Like most great athletes, Ali didn’t know when to quit. It’s very hard to walk away from something you’ve been doing all of your life. Plus the money was good. The fame was good. And his champion’s heart told him he could box forever.
In 1981 Ali lost his last fight to Trevor Berbick. He was out of shape and nearly 40 years old. To this day, he’s the only man ever to win the heavyweight crown three times.
In 1996 Muhammad Ali reappeared after years away from the spotlight. As millions watched he lit the cauldron at Atlanta’s Olympic Games. These were the first Summer Olympics on American soil since 1984. And only the second summer games held in this country since the 1932. It was a moment for the ages.
A whole new generation praised the man’s courage and humility. The light-heavyweight boxing champ of the 1960 games was back. This time around he wasn’t a brash teenager old from Louisville. He was something far greater. Finally after all of these years, the whole world could see Ali for who he really was. A great man who cared about people. All people.
Once again he showed us just how free he could be. The Parkinson’s disease that stole his speech, and made his movements shaky couldn’t defeat him. The proud champion who never backed down from a fight stood there shaking in the Georgia night. He showed us grace and greatness.
Muhammad Ali was one of my earliest heroes. At a young age I could tell this was a very special kind of black man. He never once bowed, scraped or apologized. His pride was self-evident.
Of course, not all blacks loved him. He scared the bejeezus out of some people. My own grandfather refused to call him Muhammad Ali and always referred to him as “Clay.” I never asked why, but I thought I understood.
This new kind of black man was just too much for him and lots of other black folks. Ali particularly irked black folks who grew up admiring the humility of Joe Louis. Or who understood the stoic grace of Jackie Robinson, a man who dealt with vile racism every day of his career.

--------------------

* What to work on:
**a)** In the Muhammad Ali passage, who beat Ali in his last fight?
**b)** Write out the part of the Muhammad Ali passage starting at "Muhammad Ali was" and ending at "thought I understood.", word for word.

* Data extract:
--------------------

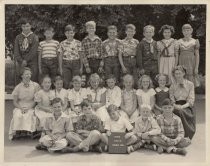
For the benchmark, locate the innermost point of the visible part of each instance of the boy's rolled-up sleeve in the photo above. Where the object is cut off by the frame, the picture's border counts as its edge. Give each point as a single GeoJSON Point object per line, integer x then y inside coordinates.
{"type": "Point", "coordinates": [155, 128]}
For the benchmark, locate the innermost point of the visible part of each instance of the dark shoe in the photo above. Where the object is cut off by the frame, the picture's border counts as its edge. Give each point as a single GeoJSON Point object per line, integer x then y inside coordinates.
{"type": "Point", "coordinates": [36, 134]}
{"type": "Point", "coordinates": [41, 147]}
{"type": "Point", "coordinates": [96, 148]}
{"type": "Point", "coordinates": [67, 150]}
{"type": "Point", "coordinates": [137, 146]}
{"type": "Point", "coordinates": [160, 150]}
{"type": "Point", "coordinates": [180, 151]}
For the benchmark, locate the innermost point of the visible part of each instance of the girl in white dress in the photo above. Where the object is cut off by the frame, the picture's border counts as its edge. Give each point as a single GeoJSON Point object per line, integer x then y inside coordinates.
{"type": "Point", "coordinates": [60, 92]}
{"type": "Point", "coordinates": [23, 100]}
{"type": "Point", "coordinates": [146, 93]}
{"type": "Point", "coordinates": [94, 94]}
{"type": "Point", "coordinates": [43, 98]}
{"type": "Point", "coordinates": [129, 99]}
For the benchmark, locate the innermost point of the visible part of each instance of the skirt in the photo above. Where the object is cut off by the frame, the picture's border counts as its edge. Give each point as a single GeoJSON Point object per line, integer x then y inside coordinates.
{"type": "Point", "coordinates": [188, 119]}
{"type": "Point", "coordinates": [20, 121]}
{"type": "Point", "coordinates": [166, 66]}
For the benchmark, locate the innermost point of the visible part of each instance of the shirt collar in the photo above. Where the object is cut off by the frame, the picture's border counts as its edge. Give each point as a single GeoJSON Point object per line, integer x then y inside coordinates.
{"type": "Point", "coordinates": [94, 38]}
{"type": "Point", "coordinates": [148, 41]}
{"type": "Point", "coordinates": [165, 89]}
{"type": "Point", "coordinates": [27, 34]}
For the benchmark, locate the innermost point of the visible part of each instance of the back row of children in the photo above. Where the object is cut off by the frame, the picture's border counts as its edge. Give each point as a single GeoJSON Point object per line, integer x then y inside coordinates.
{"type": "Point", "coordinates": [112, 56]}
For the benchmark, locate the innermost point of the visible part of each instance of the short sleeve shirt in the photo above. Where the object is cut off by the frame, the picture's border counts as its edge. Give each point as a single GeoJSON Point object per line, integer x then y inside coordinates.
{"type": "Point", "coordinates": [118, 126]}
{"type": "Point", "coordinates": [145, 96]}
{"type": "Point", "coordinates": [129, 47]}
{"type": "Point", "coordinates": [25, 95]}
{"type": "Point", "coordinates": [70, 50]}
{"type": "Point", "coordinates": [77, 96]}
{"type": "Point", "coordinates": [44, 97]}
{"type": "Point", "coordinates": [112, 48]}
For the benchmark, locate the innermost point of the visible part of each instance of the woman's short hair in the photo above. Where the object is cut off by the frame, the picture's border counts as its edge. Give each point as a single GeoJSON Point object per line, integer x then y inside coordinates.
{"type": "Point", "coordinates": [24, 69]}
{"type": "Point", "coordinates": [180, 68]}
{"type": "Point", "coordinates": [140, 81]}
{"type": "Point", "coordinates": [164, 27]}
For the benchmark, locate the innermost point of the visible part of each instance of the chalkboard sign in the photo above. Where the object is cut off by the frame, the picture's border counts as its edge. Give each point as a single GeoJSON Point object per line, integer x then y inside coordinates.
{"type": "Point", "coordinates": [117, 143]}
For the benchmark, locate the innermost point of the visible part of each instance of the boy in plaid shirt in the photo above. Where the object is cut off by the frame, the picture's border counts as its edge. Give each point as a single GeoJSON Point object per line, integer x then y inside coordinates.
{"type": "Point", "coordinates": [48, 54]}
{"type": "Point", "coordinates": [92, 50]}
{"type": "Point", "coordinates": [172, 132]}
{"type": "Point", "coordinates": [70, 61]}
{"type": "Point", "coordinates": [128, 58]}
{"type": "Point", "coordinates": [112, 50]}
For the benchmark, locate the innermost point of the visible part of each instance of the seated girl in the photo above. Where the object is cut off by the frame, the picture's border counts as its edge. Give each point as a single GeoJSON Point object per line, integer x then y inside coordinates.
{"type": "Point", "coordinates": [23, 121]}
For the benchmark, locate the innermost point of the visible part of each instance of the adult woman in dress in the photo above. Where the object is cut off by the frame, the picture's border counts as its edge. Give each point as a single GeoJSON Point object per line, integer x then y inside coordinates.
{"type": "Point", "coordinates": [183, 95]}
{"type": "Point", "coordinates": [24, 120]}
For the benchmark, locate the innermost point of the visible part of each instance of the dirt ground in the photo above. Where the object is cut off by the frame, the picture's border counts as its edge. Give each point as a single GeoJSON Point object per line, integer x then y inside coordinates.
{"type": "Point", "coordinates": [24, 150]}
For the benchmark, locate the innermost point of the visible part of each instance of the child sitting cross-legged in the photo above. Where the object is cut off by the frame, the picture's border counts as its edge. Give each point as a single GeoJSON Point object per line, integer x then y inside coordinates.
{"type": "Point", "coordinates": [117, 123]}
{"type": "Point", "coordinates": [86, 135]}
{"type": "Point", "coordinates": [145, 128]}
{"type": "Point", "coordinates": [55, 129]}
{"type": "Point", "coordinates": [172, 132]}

--------------------

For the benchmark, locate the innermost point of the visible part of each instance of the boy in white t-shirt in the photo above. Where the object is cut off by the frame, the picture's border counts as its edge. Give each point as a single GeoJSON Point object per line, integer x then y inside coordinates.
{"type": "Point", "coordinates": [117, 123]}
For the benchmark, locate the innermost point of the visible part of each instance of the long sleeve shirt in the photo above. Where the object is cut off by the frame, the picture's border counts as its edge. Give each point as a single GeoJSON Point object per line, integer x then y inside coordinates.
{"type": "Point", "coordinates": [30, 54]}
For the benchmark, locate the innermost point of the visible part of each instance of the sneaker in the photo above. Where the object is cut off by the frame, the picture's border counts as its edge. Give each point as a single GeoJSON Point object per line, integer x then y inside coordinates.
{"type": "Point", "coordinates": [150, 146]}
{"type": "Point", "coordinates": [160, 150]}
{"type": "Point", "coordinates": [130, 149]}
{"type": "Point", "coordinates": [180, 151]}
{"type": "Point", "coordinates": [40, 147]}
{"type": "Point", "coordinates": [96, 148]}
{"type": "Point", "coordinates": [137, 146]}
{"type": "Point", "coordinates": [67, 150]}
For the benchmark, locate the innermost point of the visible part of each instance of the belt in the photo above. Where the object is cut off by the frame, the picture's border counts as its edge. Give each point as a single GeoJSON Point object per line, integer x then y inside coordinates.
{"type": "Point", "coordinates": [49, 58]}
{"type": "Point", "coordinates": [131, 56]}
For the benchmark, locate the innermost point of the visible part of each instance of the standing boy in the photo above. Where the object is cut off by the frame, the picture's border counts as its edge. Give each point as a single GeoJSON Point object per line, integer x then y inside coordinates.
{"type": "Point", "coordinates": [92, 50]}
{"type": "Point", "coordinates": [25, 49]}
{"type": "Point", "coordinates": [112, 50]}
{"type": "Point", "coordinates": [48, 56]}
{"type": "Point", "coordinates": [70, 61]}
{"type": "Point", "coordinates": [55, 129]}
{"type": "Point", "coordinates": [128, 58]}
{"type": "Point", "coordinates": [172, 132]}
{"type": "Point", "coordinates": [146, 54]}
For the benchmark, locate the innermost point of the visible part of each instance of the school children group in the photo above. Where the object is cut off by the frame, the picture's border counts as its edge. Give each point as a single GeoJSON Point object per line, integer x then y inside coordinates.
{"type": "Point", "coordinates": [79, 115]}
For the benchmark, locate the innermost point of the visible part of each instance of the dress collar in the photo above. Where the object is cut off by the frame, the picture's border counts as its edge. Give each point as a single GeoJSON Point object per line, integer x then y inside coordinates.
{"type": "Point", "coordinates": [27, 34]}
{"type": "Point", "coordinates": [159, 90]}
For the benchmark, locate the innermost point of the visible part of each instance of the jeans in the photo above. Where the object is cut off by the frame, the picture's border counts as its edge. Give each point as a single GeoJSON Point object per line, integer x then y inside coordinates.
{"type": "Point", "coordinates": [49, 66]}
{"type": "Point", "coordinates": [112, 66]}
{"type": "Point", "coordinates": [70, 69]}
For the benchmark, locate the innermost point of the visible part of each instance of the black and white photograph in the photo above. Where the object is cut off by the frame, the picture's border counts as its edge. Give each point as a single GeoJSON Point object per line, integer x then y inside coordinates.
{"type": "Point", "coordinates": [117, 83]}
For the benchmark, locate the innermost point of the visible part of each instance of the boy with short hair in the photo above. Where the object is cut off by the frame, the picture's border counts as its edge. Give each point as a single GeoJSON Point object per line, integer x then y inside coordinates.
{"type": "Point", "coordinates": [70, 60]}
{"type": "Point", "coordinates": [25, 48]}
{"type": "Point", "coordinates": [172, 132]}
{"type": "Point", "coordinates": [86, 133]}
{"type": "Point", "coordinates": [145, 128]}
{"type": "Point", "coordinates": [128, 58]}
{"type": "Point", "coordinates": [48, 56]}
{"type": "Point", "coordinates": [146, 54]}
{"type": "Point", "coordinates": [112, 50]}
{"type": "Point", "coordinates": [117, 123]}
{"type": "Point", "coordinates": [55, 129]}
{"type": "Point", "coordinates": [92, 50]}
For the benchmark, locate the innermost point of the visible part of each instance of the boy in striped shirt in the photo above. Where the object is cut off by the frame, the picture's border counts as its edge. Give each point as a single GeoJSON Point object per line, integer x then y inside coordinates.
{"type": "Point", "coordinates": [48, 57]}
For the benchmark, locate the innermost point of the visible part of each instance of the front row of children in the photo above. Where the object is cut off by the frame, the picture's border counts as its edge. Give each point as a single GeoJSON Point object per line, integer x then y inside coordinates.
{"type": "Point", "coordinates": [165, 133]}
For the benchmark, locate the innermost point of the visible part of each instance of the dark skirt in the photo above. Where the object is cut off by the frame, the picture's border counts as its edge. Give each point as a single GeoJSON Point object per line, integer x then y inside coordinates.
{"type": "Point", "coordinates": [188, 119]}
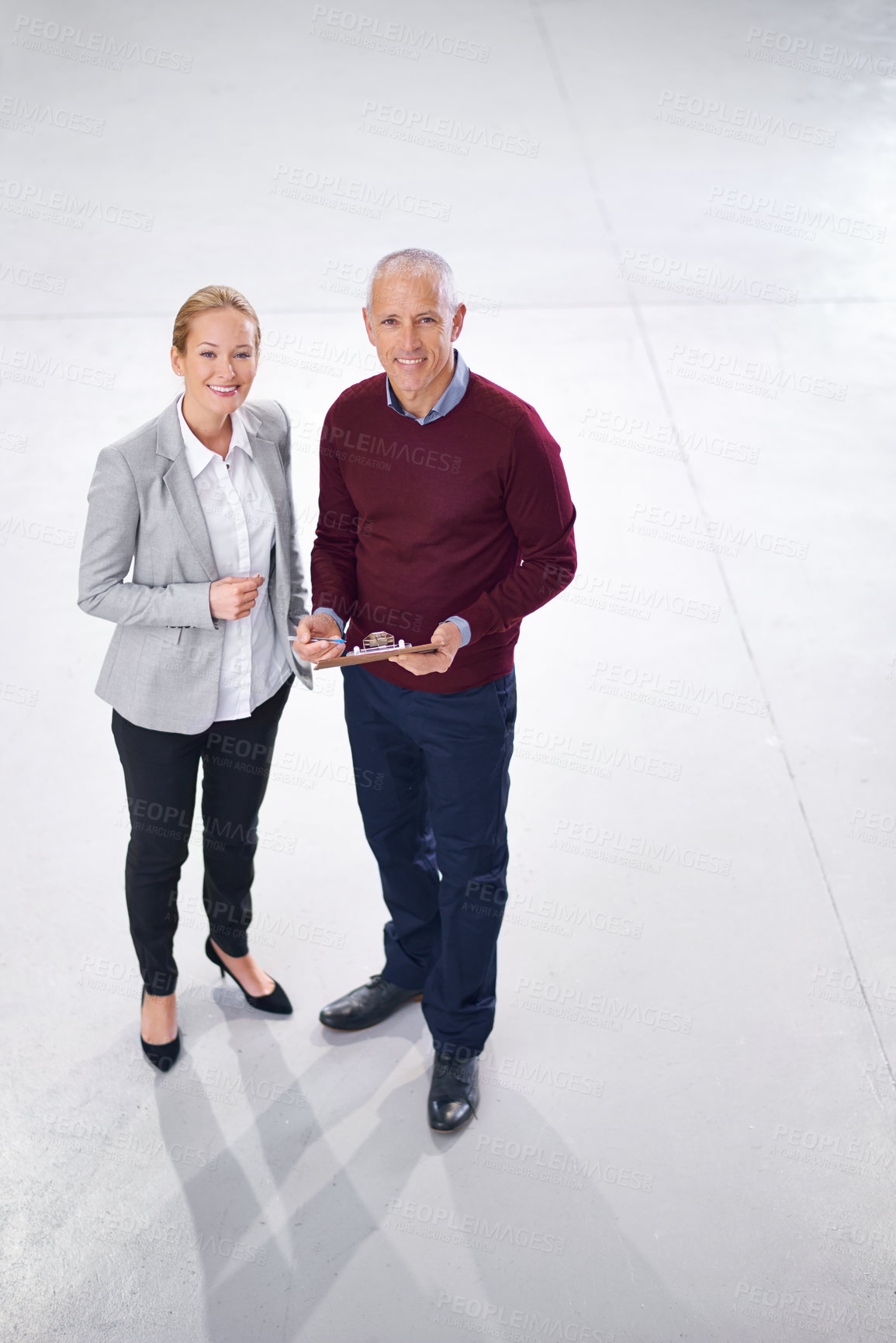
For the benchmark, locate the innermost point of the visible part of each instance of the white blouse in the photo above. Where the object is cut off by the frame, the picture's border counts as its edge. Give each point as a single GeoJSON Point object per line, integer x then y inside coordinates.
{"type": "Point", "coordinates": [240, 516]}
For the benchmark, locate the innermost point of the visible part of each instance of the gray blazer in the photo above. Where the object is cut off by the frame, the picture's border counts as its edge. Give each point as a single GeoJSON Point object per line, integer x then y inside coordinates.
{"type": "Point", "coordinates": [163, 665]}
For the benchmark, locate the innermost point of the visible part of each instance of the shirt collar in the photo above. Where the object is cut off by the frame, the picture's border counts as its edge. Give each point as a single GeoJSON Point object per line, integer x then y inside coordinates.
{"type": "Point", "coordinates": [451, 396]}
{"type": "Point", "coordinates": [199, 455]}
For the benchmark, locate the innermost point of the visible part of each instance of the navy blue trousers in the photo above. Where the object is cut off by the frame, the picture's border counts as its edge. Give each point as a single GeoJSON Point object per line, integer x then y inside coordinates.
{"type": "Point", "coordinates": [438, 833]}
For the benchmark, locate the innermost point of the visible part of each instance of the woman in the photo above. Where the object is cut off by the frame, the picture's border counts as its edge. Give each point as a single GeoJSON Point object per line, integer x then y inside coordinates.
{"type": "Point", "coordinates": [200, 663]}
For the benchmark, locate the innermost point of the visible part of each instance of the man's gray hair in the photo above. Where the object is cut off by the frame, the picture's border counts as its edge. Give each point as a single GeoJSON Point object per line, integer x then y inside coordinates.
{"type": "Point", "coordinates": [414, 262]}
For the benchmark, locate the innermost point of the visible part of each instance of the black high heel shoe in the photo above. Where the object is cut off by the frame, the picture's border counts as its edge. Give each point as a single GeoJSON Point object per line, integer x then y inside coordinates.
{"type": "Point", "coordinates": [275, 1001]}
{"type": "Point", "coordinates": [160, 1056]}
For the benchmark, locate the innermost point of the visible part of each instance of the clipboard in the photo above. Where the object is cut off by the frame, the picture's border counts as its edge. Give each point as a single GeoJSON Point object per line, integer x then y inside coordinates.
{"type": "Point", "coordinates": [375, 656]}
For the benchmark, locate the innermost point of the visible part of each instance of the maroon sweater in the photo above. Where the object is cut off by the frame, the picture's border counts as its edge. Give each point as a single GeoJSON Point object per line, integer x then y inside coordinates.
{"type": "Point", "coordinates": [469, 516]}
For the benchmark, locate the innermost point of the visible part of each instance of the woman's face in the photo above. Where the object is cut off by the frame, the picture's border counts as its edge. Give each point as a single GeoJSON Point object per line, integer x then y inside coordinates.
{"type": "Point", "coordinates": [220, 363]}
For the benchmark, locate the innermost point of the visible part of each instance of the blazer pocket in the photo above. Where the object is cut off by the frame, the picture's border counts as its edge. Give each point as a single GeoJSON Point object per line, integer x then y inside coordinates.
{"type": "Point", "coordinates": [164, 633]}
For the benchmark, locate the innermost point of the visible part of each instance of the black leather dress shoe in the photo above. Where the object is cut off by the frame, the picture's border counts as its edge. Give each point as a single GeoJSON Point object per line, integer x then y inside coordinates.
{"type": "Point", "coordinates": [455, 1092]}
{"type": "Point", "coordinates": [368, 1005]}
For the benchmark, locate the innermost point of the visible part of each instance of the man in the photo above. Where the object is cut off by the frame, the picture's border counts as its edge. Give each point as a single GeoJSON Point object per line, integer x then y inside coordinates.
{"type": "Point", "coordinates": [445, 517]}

--------------------

* Answer list:
**a)** Trevor Berbick

**b)**
Muhammad Ali was one of my earliest heroes. At a young age I could tell this was a very special kind of black man. He never once bowed, scraped or apologized. His pride was self-evident.
Of course, not all blacks loved him. He scared the bejeezus out of some people. My own grandfather refused to call him Muhammad Ali and always referred to him as “Clay.” I never asked why, but I thought I understood.